** Задание **
Перепишите все строки ниже без изменений, но изображения в ответ не включайте.

** Материал **
════
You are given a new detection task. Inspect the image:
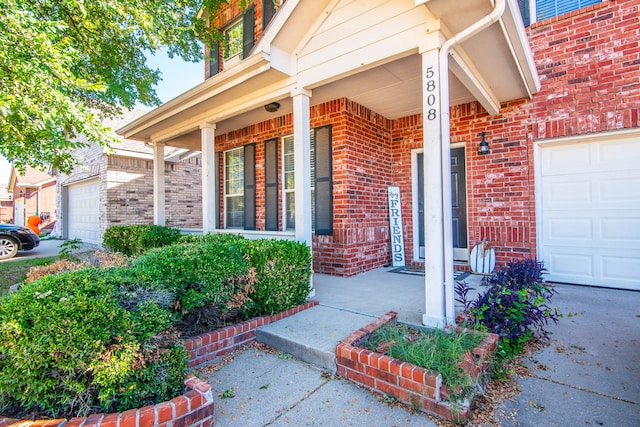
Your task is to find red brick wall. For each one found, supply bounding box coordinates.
[392,0,640,263]
[215,99,391,276]
[210,0,640,276]
[529,0,640,139]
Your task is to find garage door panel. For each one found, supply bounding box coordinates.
[544,249,595,280]
[68,180,100,244]
[545,177,594,206]
[544,217,593,244]
[600,255,640,289]
[599,177,640,206]
[598,217,640,242]
[539,136,640,290]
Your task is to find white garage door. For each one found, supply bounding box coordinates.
[540,135,640,290]
[67,180,100,244]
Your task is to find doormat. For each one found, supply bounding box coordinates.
[389,265,471,280]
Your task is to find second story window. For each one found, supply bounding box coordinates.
[518,0,602,25]
[224,19,243,62]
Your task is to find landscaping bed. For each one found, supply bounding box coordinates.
[0,301,318,427]
[336,312,498,422]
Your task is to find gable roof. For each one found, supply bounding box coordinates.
[118,0,539,150]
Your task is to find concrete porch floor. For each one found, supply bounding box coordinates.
[311,267,484,325]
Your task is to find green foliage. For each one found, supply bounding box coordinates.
[456,258,559,358]
[133,241,249,312]
[102,224,180,256]
[362,322,484,401]
[0,268,186,416]
[59,239,82,258]
[239,239,312,317]
[0,0,226,172]
[0,232,311,416]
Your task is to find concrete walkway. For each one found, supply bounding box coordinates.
[200,269,640,427]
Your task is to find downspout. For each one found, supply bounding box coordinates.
[438,0,507,324]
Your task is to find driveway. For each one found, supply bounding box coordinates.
[0,239,98,262]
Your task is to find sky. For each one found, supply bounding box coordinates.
[0,52,204,187]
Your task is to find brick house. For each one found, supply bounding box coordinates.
[119,0,640,324]
[8,167,57,232]
[56,110,202,244]
[0,186,13,224]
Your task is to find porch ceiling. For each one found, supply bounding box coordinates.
[118,0,539,150]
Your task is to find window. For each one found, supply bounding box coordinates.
════
** Решение **
You are given a new detection task. Inspect the image:
Your task is to find red brick wall. For each one found, supply bounding box coordinates.
[392,0,640,263]
[215,99,391,276]
[210,0,640,276]
[529,0,640,139]
Your task is to find garage door panel. For each one found, supply bounding box coordinates.
[544,249,595,280]
[68,180,100,244]
[545,177,594,206]
[544,217,593,244]
[600,255,640,289]
[599,177,640,206]
[598,217,640,242]
[539,136,640,290]
Your task is to find white garage door. For each one found, supply bounding box coordinates.
[540,135,640,290]
[67,180,100,244]
Your task is to find doormat. For each one found, supply bounding box coordinates.
[389,265,471,280]
Your task is to find second story window. For each one found, supply bounding box coordinates.
[518,0,602,25]
[224,19,243,62]
Your task is to find landscaping bed. For each one found, supply bounding box coordinates.
[0,301,318,427]
[336,312,498,422]
Your task is to find gable roof. For each one found, supply bounding box coordinates.
[118,0,539,150]
Your task is to find concrete porch floor. For each one found, supply bounding box coordinates.
[311,267,484,325]
Your task is to find green foliage. For each one found, supply bounding box coordinates.
[456,258,559,358]
[133,241,249,312]
[102,224,180,256]
[362,322,484,401]
[0,268,186,416]
[59,239,82,258]
[239,239,312,317]
[0,0,226,172]
[0,232,311,416]
Your task is to find concrete walkway. For each one found, supply bounding box coordinates.
[200,269,640,427]
Your task is to find downspout. For each one found, supply bounding box coordinates.
[438,0,507,324]
Your task is to find driveway. For each one found, supply bounding box coordinates.
[0,239,98,262]
Your task is to find sky. For each one found, supply bounding box coordinates.
[0,52,204,187]
Your task is to find brick house. For each one found, supply bounding box coordinates.
[119,0,640,324]
[8,167,57,232]
[56,110,202,244]
[0,186,13,224]
Your task is to find porch ceiling. For each one found, supply bounding box coordinates.
[118,0,539,150]
Your task is to find window. For each one found, supply bounding box coordinates.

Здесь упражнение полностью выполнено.